* _GOAL_: Count the lines in the items that follow which contain the word "below". Reply with the number alone.

* _Point-based annotation data_:
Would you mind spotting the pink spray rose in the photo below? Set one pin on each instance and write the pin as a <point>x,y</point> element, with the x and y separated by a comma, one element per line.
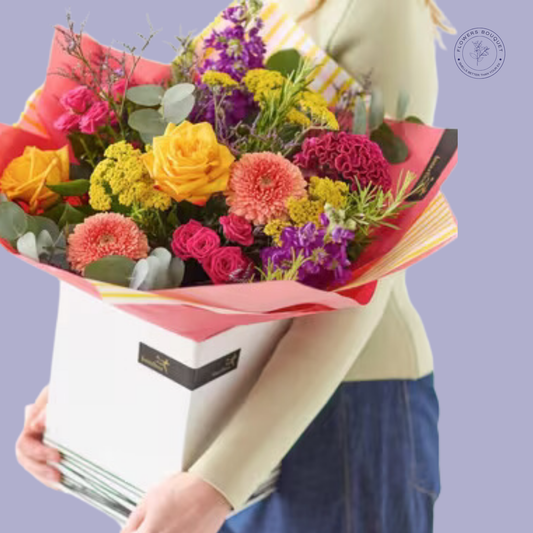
<point>227,264</point>
<point>181,238</point>
<point>203,243</point>
<point>237,229</point>
<point>78,100</point>
<point>67,122</point>
<point>95,117</point>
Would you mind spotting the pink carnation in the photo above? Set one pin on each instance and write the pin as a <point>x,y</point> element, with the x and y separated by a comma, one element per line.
<point>181,238</point>
<point>103,235</point>
<point>78,100</point>
<point>228,264</point>
<point>203,243</point>
<point>95,117</point>
<point>260,185</point>
<point>237,229</point>
<point>67,122</point>
<point>347,157</point>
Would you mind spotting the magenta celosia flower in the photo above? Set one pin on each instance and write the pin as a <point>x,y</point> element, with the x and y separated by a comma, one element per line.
<point>97,116</point>
<point>347,157</point>
<point>78,100</point>
<point>260,185</point>
<point>103,235</point>
<point>67,122</point>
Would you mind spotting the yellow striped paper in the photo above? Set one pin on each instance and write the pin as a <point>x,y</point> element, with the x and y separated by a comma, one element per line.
<point>433,229</point>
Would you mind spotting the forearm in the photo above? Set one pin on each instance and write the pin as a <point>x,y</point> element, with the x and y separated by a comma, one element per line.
<point>307,367</point>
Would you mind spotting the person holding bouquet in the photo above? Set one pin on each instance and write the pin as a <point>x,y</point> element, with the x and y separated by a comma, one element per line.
<point>347,402</point>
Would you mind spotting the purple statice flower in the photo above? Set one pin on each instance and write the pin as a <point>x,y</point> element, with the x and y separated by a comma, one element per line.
<point>326,254</point>
<point>239,48</point>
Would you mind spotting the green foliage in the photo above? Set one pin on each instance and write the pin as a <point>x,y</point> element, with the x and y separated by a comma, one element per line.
<point>377,109</point>
<point>147,121</point>
<point>13,221</point>
<point>286,274</point>
<point>71,188</point>
<point>114,269</point>
<point>146,95</point>
<point>360,121</point>
<point>176,105</point>
<point>402,105</point>
<point>157,272</point>
<point>285,61</point>
<point>393,147</point>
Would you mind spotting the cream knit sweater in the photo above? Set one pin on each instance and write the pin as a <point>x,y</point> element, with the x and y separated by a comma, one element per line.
<point>384,340</point>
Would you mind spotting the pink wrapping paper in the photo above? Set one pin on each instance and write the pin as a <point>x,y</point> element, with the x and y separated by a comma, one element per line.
<point>201,312</point>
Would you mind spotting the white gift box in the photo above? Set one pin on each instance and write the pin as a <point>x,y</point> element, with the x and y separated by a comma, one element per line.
<point>132,403</point>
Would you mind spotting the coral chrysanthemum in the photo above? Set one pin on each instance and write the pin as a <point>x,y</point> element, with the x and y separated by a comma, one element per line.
<point>103,235</point>
<point>261,184</point>
<point>346,157</point>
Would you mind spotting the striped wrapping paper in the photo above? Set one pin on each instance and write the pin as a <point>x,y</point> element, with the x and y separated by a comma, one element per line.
<point>435,228</point>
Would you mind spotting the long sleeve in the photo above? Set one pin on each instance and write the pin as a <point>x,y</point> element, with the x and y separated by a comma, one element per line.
<point>396,38</point>
<point>306,368</point>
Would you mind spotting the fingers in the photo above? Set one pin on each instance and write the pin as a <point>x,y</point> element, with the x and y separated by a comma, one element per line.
<point>30,446</point>
<point>44,473</point>
<point>135,520</point>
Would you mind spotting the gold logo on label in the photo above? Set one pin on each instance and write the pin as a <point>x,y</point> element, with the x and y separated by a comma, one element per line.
<point>161,364</point>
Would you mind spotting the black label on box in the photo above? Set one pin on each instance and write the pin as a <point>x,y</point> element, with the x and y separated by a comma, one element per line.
<point>190,378</point>
<point>439,161</point>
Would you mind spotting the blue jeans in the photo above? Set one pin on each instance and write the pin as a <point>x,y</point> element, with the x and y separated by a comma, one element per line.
<point>367,464</point>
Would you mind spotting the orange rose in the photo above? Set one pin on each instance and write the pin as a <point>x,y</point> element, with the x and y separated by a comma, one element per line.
<point>26,177</point>
<point>188,162</point>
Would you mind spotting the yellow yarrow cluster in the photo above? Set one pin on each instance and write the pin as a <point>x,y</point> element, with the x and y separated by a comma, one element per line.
<point>304,210</point>
<point>262,82</point>
<point>214,78</point>
<point>301,211</point>
<point>123,175</point>
<point>275,228</point>
<point>317,106</point>
<point>328,191</point>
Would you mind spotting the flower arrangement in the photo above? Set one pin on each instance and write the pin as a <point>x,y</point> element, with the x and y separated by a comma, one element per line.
<point>231,169</point>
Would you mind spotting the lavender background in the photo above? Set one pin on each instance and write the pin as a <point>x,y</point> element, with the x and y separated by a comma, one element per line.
<point>473,295</point>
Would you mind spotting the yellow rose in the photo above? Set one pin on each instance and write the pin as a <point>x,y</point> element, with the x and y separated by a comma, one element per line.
<point>27,176</point>
<point>188,162</point>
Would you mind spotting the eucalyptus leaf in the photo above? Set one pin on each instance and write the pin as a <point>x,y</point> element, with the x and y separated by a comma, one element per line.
<point>139,274</point>
<point>360,119</point>
<point>177,112</point>
<point>402,105</point>
<point>146,95</point>
<point>377,109</point>
<point>115,269</point>
<point>392,146</point>
<point>27,246</point>
<point>71,188</point>
<point>45,224</point>
<point>45,243</point>
<point>178,93</point>
<point>71,215</point>
<point>284,61</point>
<point>414,120</point>
<point>147,121</point>
<point>13,221</point>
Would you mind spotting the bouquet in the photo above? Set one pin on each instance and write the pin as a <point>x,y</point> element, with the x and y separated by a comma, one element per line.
<point>250,181</point>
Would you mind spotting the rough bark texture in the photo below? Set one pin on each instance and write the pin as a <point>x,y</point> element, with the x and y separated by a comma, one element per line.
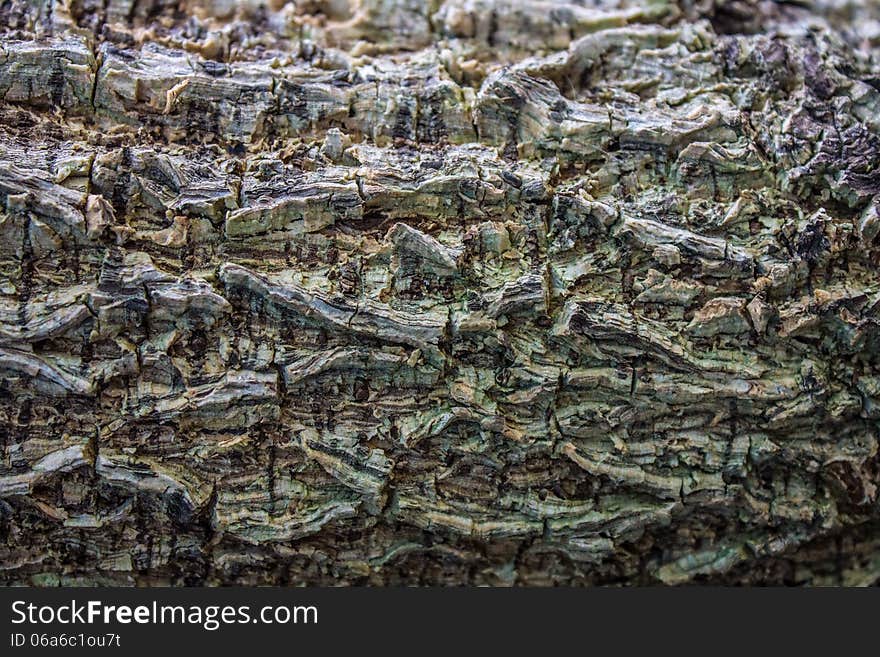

* _IN RESPONSE_: 2